*SET PROBLEM*. Transcribe the records below exactly as they appear, omitting any pictures.

*TASK INPUT*.
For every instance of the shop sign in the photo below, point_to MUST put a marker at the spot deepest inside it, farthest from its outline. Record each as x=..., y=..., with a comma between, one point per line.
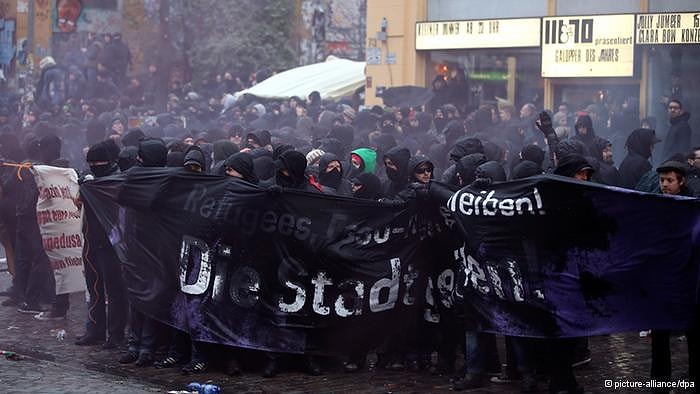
x=493, y=33
x=672, y=28
x=588, y=46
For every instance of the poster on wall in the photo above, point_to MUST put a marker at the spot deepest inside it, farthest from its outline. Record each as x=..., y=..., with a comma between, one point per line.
x=672, y=28
x=588, y=46
x=493, y=33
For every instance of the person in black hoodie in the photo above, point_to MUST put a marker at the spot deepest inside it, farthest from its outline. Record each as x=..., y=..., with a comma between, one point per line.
x=291, y=168
x=367, y=186
x=330, y=175
x=102, y=267
x=606, y=173
x=420, y=169
x=223, y=149
x=127, y=158
x=678, y=137
x=240, y=165
x=396, y=166
x=586, y=134
x=462, y=148
x=194, y=160
x=639, y=147
x=144, y=330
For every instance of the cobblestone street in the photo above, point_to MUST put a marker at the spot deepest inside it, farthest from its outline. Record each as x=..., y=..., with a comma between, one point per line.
x=49, y=365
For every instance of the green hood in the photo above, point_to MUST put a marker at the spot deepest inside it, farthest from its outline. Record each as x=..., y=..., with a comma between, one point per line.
x=369, y=157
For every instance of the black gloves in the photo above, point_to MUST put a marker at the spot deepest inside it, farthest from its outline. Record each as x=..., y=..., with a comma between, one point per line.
x=481, y=183
x=274, y=190
x=545, y=124
x=388, y=202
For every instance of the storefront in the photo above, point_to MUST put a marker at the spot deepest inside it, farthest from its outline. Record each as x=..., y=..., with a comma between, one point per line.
x=624, y=54
x=500, y=58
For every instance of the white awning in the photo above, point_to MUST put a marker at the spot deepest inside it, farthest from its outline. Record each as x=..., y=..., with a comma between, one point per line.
x=333, y=79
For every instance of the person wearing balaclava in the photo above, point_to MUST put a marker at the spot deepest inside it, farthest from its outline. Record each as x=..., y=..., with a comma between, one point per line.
x=367, y=186
x=330, y=176
x=32, y=281
x=105, y=321
x=143, y=337
x=396, y=166
x=194, y=160
x=50, y=151
x=222, y=150
x=420, y=169
x=639, y=147
x=152, y=153
x=291, y=167
x=127, y=158
x=240, y=166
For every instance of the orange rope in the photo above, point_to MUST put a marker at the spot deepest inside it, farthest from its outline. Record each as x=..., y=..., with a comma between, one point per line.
x=20, y=166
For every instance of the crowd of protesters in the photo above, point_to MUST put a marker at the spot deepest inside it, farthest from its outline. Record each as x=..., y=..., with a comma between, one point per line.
x=92, y=117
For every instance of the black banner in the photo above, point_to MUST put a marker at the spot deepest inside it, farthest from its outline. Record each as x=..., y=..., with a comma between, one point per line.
x=295, y=272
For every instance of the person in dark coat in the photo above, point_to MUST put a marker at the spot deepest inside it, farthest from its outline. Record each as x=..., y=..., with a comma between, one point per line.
x=606, y=173
x=194, y=160
x=367, y=186
x=102, y=267
x=396, y=166
x=465, y=169
x=240, y=165
x=420, y=169
x=143, y=329
x=586, y=134
x=678, y=137
x=330, y=175
x=463, y=147
x=575, y=166
x=524, y=169
x=223, y=149
x=51, y=89
x=127, y=158
x=639, y=147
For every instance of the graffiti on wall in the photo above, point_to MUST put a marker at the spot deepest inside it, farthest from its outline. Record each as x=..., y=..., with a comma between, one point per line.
x=332, y=27
x=67, y=14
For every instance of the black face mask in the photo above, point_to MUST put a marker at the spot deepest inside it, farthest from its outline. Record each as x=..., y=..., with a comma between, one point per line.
x=331, y=179
x=103, y=170
x=387, y=128
x=285, y=181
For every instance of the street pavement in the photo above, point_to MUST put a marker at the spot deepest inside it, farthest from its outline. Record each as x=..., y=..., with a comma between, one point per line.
x=51, y=365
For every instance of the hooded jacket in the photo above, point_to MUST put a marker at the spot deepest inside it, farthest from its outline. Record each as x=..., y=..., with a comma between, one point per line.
x=243, y=164
x=414, y=163
x=466, y=168
x=264, y=168
x=371, y=187
x=369, y=159
x=222, y=150
x=295, y=164
x=524, y=169
x=606, y=173
x=491, y=170
x=127, y=158
x=102, y=152
x=636, y=163
x=398, y=179
x=678, y=136
x=332, y=179
x=152, y=153
x=195, y=155
x=571, y=164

*FINISHED TASK*.
For every instance of the shop sign in the photo below, point_to MUST put a marker at the spot deepest inside it, farthest from its outline. Record each as x=..., y=..., with a comma between, one point per line.
x=493, y=33
x=672, y=28
x=588, y=46
For every instance of the poster on wall in the photo above, point_to MUST put a marker at the spot deepest inside it, farthest from its outline. Record each as x=..., y=..., with a comma between, one point per line.
x=672, y=28
x=588, y=46
x=493, y=33
For every instance of the person in black hoodie in the photo above, point_to MUST put a marker at the spot deepest inside it, farthest from its outline. Record each as x=..., y=..., with a comma between, one point per line.
x=291, y=168
x=367, y=186
x=330, y=175
x=102, y=267
x=606, y=173
x=420, y=169
x=223, y=149
x=127, y=158
x=678, y=137
x=240, y=165
x=396, y=166
x=586, y=134
x=462, y=148
x=194, y=160
x=639, y=147
x=144, y=330
For every instance of the cobblestone street in the photo above, point_to MUST put a marker at the spot deepest inside it, farthest from its outline. Record each as x=..., y=..., with a comma between, one point per line.
x=49, y=365
For every instance of the green hood in the photo above, point_to MUST put a marker at the spot deepest inside it, farthest from its outline. Record each as x=..., y=..., with a comma between, one point per line.
x=369, y=157
For every instance of the black gloves in the photo above, point_to MUST put a marker at the spot deepest inside it, farthest from its outline. Record each as x=..., y=..., with a comma between, one point per line.
x=481, y=183
x=274, y=190
x=545, y=124
x=388, y=202
For every instance of the storefront in the photo above, point_to MUST put a marker at the spot deepest inside it, farthest from its outline. Record each as x=..., y=..., with a comma between, one point per line.
x=624, y=54
x=500, y=58
For every instance of the white awning in the photo above, point_to MUST put a marker at the spot deepest inside it, farthest from its outline. Record each as x=..., y=..., with a comma between, one point per line.
x=333, y=79
For every instance of the person wearing balaclava in the photo above, point_to MUST put a marker at the spot deepest inside it, farthest from its outline. Record each as x=..., y=..., with a comma between, one point per line.
x=367, y=186
x=330, y=176
x=32, y=281
x=105, y=321
x=143, y=337
x=396, y=166
x=194, y=160
x=50, y=151
x=222, y=150
x=420, y=169
x=639, y=147
x=152, y=153
x=291, y=167
x=127, y=158
x=240, y=166
For every instance of the orange rope in the photo above, point_to MUST put a marker at the spot deepest inside it, farthest from its outline. Record each as x=..., y=..., with a comma between, one point per line.
x=20, y=166
For every instance of the crowd of protesters in the photo above, point_to MUST put a marker at the spot deepest inside it, farthest from its outline. Record each as x=..., y=..., with a comma between, one point per line.
x=92, y=117
For every instance of the black banner in the photo above, point_to MUST put a marker at the spot deepest inside it, farthest from its outline. Record each as x=..., y=..., with a comma between, one point per line.
x=295, y=272
For every instance of the person in dark coat in the photo above, point_to MUST put a marker at the spot deepest inside it, farthest from its outline. Record each as x=..., y=..., with a comma between, one point per line.
x=606, y=173
x=194, y=160
x=367, y=186
x=102, y=267
x=396, y=166
x=465, y=169
x=240, y=165
x=420, y=169
x=143, y=329
x=586, y=134
x=678, y=137
x=330, y=175
x=463, y=147
x=575, y=166
x=524, y=169
x=223, y=149
x=51, y=89
x=127, y=158
x=639, y=147
For every instance of the graffiti on wall in the photo above, point_to MUST put a marker at the spot deepest inside it, farthest from its outline. Record each as x=..., y=..., with a comma between, one point per line.
x=332, y=27
x=67, y=14
For every instance of the black face mask in the photo above, point_to MUST put a marker at the spot deepest inside it, farthest from its outline. Record each as x=..., y=..., with a comma between, one point per line.
x=331, y=179
x=103, y=170
x=387, y=128
x=285, y=181
For every instance of the street pavement in the photo above, point_to MUST put a marker at the spot deepest inside it, farthest from its outline. Record each as x=..., y=..., with a comma between, one point per line.
x=51, y=365
For every instance of the hooded jacket in the photo above, point_to MUST put a marker at the spot deepest inside it, farthest from its outline. Record each as x=..., y=..., with a comma between, one point per line.
x=243, y=164
x=414, y=163
x=466, y=168
x=264, y=168
x=371, y=187
x=369, y=159
x=222, y=150
x=295, y=164
x=524, y=169
x=606, y=173
x=491, y=170
x=127, y=158
x=102, y=152
x=636, y=163
x=398, y=179
x=678, y=136
x=332, y=179
x=152, y=153
x=195, y=155
x=571, y=164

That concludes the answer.